── Fragmento del texto ──

Ahora bien, para que ese nuevo camino se dé hay una condición sine quanon: la izquierda, la suma de toda la izquierda, jamás la resta, debe ganar. El 25 de mayo se presenta una buena oportunidad con las Elecciones Europeas, en las que se antoja imprescindible acabar con ese escepticismo que se traduce en la no participación, acabar con el descontento, con la desafección, porque cada voto de izquierdas que no se deposita en las urnas o que lo hace sin sigla alguna es un tiro en el pie que sirve en bandeja el mando del viejo continente al neoliberalismo imperante a la vez que le regala una oposición coja en el Parlamento, en la cámara que más influye en la economía local, en la doméstica, y que provoca, con sus restricciones, el malestar actual de tantos y tantos hogares. De ahí que sea tan importante esa cita, porque sólo con una Bruselas en la que predomine el rojo se podrá tornar esa situación con políticas dirigidas a lo social, basadas en el principio de la solidaridad, en las que lo primero sean los ciudadanos y no los mercados invisibles, la lucha contra la pobreza y el crecimiento a través de las infraestructuras, la cooperación, la innovación, el indispensable fluido del crédito a las pequeñas y medianas empresas por encima del rescate de los culpables, una banca independiente y pública, la misma mano en la que han de estar recursos estratégicos como los energéticos, con la sostenibilidad como eje transversal de todas las políticas, con las renovables como alternativa real, sin obstáculos de tupidas redes clientelares, el fin de ese posmoderno imperialismo germánico con el levantamiento de una Alemania europea, no de una Europa (o un mundo) alemana (alemán) como ya persiguió el nazismo...

───
── Material proporcionado ──

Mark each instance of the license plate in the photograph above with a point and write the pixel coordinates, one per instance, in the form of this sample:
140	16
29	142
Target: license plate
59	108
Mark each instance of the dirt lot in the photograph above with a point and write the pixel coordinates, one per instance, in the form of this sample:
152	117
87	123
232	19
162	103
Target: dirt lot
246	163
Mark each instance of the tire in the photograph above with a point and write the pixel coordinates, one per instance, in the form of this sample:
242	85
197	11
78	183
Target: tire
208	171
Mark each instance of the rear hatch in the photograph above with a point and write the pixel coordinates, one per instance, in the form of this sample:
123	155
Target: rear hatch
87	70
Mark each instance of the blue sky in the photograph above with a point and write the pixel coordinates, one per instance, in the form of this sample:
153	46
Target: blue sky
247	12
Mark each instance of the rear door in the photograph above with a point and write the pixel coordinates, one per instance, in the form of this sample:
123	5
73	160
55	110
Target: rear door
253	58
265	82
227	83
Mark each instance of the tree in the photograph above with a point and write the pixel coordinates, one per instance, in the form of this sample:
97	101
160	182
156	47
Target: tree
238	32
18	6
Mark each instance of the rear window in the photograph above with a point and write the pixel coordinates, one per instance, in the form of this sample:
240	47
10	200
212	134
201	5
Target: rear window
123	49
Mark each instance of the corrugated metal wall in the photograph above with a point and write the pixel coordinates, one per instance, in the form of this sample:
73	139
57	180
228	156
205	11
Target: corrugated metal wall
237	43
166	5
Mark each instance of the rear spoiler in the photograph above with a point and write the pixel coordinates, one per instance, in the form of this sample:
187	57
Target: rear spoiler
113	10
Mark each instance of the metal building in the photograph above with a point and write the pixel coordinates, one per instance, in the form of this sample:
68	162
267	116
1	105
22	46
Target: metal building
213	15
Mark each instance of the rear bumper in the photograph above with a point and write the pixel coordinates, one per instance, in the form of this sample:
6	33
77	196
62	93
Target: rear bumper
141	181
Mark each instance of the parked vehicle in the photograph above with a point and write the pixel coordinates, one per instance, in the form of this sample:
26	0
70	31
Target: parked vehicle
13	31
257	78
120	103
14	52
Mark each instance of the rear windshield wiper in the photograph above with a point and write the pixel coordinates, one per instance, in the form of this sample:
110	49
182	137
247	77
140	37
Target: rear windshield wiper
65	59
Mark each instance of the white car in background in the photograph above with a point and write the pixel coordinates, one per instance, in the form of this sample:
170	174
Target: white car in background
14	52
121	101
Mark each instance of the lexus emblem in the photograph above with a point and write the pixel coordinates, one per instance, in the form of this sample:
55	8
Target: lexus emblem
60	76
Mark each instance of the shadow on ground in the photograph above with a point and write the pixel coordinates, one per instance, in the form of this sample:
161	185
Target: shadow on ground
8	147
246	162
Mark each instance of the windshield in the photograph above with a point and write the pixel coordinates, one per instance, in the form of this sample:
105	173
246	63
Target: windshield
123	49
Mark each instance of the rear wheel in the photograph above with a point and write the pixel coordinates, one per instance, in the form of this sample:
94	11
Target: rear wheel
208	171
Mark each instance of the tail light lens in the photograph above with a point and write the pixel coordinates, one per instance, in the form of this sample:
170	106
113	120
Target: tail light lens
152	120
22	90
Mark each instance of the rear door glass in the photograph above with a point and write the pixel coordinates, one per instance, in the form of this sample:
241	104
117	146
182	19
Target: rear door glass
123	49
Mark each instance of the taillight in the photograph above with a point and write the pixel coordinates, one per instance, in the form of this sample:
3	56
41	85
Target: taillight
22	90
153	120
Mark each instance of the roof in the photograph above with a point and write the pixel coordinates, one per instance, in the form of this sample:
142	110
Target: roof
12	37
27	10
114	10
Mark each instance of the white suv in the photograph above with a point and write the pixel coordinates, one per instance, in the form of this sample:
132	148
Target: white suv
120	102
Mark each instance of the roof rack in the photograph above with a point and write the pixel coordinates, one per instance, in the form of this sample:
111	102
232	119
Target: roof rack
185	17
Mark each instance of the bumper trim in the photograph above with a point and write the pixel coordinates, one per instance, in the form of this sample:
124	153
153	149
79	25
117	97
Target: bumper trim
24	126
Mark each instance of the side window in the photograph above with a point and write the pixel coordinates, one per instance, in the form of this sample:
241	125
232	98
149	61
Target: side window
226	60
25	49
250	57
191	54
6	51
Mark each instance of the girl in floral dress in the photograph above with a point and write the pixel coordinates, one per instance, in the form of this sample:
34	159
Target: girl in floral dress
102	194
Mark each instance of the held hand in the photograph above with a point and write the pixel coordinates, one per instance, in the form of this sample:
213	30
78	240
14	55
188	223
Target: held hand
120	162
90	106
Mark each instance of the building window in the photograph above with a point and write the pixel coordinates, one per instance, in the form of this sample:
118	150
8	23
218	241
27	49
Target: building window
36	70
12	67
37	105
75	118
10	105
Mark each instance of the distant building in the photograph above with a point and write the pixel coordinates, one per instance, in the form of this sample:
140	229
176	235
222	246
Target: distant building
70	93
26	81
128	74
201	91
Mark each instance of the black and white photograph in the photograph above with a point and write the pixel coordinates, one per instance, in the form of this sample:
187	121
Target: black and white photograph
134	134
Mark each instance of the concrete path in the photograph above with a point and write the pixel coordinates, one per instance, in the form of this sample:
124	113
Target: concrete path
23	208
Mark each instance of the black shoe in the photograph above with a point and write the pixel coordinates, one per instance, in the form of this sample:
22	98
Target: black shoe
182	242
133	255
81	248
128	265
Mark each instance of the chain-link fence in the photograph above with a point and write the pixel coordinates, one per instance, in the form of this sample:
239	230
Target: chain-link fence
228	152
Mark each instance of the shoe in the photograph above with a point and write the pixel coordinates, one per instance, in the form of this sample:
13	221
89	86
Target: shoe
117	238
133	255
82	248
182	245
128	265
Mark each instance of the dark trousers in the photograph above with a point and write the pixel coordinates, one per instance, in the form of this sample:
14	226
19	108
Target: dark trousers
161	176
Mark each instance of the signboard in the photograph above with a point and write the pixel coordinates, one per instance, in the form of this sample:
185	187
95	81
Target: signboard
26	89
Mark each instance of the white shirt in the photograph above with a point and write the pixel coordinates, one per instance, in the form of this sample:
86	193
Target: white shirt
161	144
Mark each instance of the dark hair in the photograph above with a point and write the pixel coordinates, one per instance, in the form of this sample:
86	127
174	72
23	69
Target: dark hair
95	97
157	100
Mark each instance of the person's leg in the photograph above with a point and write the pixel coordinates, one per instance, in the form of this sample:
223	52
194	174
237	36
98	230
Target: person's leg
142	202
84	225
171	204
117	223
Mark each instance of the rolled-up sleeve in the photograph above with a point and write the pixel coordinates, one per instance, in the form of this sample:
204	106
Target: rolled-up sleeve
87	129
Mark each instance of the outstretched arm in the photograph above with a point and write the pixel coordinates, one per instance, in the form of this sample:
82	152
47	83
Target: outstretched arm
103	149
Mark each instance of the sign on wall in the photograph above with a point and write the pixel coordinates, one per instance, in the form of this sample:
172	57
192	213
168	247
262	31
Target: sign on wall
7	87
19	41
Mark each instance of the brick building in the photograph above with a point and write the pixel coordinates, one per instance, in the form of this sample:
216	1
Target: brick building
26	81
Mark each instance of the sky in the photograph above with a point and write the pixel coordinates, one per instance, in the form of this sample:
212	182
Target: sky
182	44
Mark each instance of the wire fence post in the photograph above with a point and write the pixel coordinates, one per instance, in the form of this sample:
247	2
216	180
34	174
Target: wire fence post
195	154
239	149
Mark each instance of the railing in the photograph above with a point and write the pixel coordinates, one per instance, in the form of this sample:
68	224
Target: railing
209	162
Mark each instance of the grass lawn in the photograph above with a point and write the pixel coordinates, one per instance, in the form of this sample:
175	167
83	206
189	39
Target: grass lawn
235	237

───

Tarea:
Responda estas preguntas a partir del fragmento sobre las Elecciones Europeas:
(a) ¿En qué fecha se sitúan las Elecciones Europeas?
(b) ¿Qué tipo de banca se reclama?
(c) ¿Qué se propone como eje transversal de todas las políticas?

Respuesta:
(a) El 25 de mayo.
(b) Una banca independiente y pública.
(c) La sostenibilidad.